Exercise instructions: In the data, take the stretch from the line containing "Scouting task: drop" through the end and rewrite it with "shopping bag" changed to "paper bag", leaving everything else as it is.

Input records:
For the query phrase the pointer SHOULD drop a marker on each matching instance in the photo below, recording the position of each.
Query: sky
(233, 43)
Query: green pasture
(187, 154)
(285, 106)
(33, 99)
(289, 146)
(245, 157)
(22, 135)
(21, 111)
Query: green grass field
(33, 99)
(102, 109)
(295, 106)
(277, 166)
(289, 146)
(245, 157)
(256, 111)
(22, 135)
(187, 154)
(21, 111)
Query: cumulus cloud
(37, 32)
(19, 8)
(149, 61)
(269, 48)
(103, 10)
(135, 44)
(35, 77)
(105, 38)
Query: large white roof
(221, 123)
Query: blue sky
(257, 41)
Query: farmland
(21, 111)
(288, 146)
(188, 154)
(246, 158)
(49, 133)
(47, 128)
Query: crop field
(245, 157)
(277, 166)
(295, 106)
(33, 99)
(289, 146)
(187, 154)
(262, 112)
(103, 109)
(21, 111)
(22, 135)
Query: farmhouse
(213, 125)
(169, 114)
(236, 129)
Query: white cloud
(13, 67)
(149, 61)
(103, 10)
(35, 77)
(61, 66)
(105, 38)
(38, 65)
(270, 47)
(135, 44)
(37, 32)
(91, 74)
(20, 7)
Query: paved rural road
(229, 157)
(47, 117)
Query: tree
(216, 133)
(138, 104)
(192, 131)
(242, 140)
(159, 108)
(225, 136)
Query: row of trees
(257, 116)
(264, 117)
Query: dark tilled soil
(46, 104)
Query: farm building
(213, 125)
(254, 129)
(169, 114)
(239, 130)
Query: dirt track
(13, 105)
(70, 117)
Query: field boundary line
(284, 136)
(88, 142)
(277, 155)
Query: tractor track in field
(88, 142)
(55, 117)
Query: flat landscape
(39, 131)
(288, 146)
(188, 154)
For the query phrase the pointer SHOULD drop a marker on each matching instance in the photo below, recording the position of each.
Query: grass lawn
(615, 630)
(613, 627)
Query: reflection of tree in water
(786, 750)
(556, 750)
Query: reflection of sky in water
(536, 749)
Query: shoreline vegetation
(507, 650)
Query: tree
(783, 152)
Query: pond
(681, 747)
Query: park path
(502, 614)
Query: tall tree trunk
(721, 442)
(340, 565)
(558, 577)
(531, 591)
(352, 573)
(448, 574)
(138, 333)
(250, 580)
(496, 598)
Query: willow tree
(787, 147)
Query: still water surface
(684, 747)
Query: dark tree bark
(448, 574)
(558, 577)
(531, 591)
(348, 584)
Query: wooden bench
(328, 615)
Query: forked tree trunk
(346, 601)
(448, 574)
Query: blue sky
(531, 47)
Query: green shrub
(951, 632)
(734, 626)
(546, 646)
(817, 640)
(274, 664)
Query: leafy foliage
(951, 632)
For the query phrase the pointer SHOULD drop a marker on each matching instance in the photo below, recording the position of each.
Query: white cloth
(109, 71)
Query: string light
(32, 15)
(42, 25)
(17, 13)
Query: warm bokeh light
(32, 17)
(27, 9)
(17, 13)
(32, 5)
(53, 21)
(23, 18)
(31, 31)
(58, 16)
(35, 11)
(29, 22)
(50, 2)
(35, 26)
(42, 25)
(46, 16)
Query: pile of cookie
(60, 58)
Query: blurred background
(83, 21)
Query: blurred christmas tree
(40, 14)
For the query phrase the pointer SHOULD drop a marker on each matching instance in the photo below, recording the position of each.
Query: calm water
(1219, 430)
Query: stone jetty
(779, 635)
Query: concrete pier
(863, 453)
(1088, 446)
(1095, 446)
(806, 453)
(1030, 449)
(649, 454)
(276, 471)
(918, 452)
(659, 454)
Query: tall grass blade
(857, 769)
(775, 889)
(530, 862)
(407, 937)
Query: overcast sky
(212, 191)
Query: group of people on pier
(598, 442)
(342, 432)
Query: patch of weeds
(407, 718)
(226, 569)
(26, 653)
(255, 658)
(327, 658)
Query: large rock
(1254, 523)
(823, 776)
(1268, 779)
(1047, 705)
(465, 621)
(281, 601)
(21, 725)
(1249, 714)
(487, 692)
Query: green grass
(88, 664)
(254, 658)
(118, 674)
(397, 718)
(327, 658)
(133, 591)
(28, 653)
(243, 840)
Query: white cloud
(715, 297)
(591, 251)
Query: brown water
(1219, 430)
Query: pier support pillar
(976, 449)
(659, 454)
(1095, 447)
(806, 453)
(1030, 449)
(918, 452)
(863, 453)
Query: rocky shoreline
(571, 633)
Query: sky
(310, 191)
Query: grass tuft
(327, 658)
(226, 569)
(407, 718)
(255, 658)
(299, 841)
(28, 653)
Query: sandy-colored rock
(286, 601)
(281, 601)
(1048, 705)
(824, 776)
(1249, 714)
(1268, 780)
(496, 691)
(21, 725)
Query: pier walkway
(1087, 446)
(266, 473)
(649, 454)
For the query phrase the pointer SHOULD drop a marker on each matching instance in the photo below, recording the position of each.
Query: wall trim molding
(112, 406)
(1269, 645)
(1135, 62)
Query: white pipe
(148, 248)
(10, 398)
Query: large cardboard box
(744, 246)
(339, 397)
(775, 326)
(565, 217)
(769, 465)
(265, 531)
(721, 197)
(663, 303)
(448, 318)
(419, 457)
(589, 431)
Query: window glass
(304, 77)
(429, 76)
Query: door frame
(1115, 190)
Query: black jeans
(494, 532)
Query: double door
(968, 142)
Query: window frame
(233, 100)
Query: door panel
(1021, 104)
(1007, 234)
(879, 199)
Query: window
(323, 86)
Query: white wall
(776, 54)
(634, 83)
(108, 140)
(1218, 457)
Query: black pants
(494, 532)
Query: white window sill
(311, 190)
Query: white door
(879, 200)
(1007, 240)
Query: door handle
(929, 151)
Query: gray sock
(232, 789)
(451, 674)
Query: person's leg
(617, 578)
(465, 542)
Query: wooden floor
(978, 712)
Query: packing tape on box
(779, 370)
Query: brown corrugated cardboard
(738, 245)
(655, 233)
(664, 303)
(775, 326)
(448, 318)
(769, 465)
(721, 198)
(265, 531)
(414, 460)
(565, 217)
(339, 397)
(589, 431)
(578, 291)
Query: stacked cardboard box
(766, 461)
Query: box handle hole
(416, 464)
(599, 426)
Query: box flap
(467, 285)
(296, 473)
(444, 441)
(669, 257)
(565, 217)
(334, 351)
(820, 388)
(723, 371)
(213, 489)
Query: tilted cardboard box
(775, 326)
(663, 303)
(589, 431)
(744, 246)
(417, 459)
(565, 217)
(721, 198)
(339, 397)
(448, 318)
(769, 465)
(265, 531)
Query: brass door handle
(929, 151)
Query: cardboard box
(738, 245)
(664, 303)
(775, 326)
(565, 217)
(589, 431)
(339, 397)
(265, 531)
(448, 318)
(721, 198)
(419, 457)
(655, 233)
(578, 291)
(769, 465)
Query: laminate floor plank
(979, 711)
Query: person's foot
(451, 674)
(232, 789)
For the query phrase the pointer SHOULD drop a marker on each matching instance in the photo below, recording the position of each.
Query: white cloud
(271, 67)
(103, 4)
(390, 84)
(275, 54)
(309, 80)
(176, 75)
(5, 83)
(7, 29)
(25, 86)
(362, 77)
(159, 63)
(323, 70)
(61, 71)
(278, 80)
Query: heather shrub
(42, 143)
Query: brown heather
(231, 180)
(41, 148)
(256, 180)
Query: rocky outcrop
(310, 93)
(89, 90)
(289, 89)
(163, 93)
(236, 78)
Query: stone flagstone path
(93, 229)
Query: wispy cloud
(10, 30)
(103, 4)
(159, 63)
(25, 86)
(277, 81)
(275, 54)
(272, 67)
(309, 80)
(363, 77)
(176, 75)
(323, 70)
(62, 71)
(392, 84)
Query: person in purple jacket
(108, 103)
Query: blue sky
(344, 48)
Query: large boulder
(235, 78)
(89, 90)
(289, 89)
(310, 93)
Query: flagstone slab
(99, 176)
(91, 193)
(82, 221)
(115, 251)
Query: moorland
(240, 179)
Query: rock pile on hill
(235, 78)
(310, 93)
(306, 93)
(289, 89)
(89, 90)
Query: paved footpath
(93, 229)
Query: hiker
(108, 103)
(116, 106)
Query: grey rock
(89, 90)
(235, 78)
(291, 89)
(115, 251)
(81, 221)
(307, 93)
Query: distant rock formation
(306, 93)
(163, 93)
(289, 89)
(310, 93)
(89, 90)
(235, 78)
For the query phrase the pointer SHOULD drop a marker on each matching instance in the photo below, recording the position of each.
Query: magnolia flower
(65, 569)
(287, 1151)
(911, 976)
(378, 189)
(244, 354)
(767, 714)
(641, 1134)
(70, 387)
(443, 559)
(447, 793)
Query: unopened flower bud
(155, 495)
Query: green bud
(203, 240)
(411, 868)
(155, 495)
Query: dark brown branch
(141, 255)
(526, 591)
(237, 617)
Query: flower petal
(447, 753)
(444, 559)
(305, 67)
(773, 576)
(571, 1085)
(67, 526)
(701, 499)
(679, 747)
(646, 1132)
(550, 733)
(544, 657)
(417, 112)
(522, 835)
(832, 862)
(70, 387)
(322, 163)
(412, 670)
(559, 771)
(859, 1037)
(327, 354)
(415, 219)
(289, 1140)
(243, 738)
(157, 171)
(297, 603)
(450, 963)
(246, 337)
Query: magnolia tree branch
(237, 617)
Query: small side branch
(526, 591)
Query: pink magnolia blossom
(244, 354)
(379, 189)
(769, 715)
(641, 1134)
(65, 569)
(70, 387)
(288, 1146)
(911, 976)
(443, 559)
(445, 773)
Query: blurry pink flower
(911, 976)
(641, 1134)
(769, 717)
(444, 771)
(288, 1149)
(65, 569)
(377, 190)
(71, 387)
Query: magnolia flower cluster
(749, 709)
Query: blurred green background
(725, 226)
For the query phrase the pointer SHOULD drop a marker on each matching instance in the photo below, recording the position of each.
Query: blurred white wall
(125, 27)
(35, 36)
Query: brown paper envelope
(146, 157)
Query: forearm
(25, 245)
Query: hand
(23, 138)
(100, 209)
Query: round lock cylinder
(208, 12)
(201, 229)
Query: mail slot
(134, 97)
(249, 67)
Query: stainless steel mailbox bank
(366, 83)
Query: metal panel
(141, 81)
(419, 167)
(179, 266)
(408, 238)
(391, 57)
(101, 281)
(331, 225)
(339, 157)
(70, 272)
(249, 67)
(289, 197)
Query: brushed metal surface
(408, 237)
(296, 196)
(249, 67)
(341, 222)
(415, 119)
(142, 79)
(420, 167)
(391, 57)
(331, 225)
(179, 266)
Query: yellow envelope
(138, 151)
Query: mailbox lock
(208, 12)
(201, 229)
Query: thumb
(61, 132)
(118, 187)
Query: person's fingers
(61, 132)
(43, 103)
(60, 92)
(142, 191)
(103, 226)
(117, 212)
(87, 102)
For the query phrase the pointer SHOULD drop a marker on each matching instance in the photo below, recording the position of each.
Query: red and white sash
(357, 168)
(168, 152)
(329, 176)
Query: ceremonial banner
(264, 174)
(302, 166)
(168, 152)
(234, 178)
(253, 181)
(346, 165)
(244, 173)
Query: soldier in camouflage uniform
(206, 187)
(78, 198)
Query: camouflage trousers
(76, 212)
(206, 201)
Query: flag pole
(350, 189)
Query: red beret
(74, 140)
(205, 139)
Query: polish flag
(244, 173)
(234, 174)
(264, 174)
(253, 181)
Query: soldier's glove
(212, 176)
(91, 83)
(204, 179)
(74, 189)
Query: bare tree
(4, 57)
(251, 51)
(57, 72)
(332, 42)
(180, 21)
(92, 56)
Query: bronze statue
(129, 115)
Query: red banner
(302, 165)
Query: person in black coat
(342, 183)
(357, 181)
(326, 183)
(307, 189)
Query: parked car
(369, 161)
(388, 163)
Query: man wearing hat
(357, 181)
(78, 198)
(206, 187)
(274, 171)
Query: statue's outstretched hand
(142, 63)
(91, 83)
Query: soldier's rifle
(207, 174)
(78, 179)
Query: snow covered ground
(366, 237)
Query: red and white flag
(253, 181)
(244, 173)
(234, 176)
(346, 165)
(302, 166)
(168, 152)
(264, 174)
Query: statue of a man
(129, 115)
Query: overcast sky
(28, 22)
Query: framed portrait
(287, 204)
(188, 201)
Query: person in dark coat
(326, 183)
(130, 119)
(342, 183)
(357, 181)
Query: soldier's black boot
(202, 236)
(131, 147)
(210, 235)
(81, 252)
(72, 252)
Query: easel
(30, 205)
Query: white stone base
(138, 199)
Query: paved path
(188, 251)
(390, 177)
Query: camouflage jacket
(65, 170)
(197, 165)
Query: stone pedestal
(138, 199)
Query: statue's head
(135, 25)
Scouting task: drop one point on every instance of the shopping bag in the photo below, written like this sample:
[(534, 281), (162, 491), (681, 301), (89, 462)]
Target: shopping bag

Output below:
Scouting task: drop one point on every instance of the paper bag in the photo below, written like this sample:
[(534, 281), (162, 491), (681, 301), (89, 462)]
Target: paper bag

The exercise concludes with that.